WORK ORDER: Copy out each line of the material that includes the word "diamond".

BEGIN DATA TO USE

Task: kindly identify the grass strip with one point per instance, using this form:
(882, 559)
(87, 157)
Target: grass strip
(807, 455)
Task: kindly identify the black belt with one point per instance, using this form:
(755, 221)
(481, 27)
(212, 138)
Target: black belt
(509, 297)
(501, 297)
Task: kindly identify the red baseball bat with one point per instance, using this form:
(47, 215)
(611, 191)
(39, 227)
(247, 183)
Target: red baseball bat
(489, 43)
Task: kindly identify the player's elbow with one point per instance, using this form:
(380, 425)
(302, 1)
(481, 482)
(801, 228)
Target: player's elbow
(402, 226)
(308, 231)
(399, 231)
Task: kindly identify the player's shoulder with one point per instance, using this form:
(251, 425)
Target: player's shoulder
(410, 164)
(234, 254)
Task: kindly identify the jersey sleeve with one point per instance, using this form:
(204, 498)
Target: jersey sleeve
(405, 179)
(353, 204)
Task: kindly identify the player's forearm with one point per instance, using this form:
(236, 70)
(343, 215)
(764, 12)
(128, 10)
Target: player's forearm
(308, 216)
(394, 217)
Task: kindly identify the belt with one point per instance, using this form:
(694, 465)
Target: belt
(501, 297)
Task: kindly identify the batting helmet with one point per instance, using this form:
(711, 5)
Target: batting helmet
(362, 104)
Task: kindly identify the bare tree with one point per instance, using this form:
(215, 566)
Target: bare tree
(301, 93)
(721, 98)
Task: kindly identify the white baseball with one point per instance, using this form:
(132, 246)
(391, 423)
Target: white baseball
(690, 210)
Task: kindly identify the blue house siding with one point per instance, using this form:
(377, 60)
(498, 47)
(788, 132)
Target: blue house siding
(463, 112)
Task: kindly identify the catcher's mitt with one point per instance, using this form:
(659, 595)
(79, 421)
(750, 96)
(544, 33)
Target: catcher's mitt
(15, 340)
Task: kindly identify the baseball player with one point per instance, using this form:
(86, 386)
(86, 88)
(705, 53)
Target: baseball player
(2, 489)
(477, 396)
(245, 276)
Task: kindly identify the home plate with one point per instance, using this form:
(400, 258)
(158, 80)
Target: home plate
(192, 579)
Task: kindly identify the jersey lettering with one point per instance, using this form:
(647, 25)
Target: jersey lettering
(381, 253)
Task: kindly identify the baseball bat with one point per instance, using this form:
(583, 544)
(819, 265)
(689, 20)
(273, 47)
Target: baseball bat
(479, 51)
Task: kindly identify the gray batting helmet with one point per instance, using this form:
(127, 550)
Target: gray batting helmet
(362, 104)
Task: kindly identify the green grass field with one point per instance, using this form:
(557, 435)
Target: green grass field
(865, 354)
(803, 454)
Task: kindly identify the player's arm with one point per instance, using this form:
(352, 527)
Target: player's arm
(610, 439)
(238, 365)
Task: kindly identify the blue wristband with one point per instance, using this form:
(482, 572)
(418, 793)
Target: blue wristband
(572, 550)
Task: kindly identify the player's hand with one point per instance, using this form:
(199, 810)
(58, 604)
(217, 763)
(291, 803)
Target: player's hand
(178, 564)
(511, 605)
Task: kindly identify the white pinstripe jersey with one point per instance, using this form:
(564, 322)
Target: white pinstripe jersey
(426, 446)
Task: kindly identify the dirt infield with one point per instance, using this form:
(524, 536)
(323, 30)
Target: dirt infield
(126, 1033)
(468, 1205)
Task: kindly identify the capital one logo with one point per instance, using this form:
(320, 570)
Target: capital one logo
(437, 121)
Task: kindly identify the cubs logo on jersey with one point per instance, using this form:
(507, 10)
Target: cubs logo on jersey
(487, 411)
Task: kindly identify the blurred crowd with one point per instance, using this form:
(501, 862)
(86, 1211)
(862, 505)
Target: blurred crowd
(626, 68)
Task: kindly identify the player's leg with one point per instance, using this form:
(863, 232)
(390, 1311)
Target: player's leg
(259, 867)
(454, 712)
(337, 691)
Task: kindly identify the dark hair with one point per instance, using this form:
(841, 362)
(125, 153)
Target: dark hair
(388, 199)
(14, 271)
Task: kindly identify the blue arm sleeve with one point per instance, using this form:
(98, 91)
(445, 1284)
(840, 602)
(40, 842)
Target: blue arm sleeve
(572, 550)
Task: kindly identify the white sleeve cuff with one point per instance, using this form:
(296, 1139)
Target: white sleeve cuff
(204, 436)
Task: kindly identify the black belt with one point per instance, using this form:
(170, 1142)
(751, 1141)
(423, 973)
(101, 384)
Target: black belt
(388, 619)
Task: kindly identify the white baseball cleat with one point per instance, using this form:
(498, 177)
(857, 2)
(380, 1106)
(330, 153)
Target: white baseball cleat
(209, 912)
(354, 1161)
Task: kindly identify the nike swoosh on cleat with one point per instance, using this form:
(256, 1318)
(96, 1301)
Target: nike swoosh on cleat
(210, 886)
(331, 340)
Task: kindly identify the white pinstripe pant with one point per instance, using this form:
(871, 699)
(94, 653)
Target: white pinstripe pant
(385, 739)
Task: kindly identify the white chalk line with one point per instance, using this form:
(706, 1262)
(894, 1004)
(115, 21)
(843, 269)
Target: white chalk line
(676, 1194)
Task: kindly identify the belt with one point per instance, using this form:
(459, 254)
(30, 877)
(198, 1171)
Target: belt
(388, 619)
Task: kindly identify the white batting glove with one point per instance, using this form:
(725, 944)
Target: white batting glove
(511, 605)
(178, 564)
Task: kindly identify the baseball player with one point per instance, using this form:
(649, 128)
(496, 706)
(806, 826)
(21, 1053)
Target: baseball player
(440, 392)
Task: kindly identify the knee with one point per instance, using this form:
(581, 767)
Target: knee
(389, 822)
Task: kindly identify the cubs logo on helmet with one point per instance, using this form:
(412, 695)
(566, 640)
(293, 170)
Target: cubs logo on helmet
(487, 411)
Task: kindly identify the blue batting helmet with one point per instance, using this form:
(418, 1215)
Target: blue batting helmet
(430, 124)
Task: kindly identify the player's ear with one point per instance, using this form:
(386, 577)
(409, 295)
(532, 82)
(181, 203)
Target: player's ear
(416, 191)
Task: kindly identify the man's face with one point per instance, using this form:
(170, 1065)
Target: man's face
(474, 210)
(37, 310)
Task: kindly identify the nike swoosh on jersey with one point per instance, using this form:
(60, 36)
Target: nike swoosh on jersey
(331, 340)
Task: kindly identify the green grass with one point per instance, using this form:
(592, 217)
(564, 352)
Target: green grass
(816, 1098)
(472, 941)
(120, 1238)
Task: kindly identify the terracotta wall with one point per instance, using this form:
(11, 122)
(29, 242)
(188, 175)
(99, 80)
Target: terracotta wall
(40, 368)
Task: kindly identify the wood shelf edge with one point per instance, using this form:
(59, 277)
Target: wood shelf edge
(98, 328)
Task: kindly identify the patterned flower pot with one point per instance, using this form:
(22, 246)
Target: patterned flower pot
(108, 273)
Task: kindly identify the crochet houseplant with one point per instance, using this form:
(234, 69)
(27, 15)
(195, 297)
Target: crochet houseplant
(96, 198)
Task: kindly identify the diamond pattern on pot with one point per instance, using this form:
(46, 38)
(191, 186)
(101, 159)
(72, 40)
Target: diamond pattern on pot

END DATA TO USE

EXERCISE ANSWER:
Task: kindly identify the diamond pattern on pot with one point per instance, using this form:
Target: diamond pattern on pot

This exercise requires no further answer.